◆ **Problem to work on**: Reproduce the passage of the statement on China's trade practices from "AEGIS Europe called" up to and including "for AEGIS Europe.".
----- Page text
AEGIS Europe called into question Mr Xi's comments to the media about China's orientation towards a more open and transparent market. "Europeans should be very concerned at China's approach to its economy. Mr Xi's notions about China 'doing things its way' suggest he does not believe in the internationally recognised understanding of what constitutes a 'market economy'", said Milan Nitzschke, spokesperson for AEGIS Europe.
"During the last five years China has doubled subsidies to its industry, and is financing loss-making massive dumping in export markets which has already cost hundreds of thousands of jobs in the EU and in its main trading partners including the US, Japan, India and Turkey. In addition China is still restricting access to its own market and defining domestic market shares in five-year-plans.", added Mr Nitzschke.
The Chinese President's visit casts a spotlight on how Europe cannot hope to compete against a distorted market system. EU and national-level policy makers in the EU must take a realistic, clear-headed approach to China, and should not jettison core economic, social and environmental values in the narrow pursuit of foreign investment.
Mr Nitzschke warned, "Mr Xi is making his message to Europe very clear: a free market without trade rules is good for Chinese manufacturers. However, based on evidence from recent landmark studies, AEGIS Europe believes that the dumping of Chinese products in Europe endangers the livelihoods of the millions of people working in European manufacturing. Given that manufacturing forms the backbone of the European economy, this represents a significant long-term threat."
"We expect - and hope - that China will begin to operate according to WTO rules and fully comply with internationally accepted trade practices which exist to ensure free and fair trade, and to secure a level playing field for all global players. China must absolutely play by these rules." Mr Nitzschke concluded.
----------
----- Listed entries
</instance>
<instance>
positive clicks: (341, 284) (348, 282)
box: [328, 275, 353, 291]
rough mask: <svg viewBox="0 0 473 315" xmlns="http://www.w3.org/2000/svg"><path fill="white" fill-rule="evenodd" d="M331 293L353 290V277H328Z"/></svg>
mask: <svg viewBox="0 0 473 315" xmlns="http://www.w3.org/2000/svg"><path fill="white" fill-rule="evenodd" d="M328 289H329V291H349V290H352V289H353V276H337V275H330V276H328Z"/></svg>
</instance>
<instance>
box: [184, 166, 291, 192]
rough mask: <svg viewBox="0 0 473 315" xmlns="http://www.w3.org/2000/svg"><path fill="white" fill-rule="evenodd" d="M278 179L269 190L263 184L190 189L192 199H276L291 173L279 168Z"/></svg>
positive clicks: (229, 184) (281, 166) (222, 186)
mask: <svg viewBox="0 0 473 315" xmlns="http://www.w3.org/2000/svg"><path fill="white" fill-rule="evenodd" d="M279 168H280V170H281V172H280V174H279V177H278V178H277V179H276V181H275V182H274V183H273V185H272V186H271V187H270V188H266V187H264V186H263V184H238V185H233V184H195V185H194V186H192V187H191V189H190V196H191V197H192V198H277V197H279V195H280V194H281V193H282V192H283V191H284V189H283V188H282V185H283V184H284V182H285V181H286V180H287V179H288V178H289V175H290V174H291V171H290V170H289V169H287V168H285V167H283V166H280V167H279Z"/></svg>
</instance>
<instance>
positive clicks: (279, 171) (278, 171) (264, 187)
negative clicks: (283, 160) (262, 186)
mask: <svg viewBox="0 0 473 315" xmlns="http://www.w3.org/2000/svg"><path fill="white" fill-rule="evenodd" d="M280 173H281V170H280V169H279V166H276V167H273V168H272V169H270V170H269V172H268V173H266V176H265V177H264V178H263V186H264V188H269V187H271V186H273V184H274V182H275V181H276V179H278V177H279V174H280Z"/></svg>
----------
◆ **Response for this exercise**:
AEGIS Europe called into question Mr Xi's comments to the media about China's orientation towards a more open and transparent market. "Europeans should be very concerned at China's approach to its economy. Mr Xi's notions about China 'doing things its way' suggest he does not believe in the internationally recognised understanding of what constitutes a 'market economy'", said Milan Nitzschke, spokesperson for AEGIS Europe.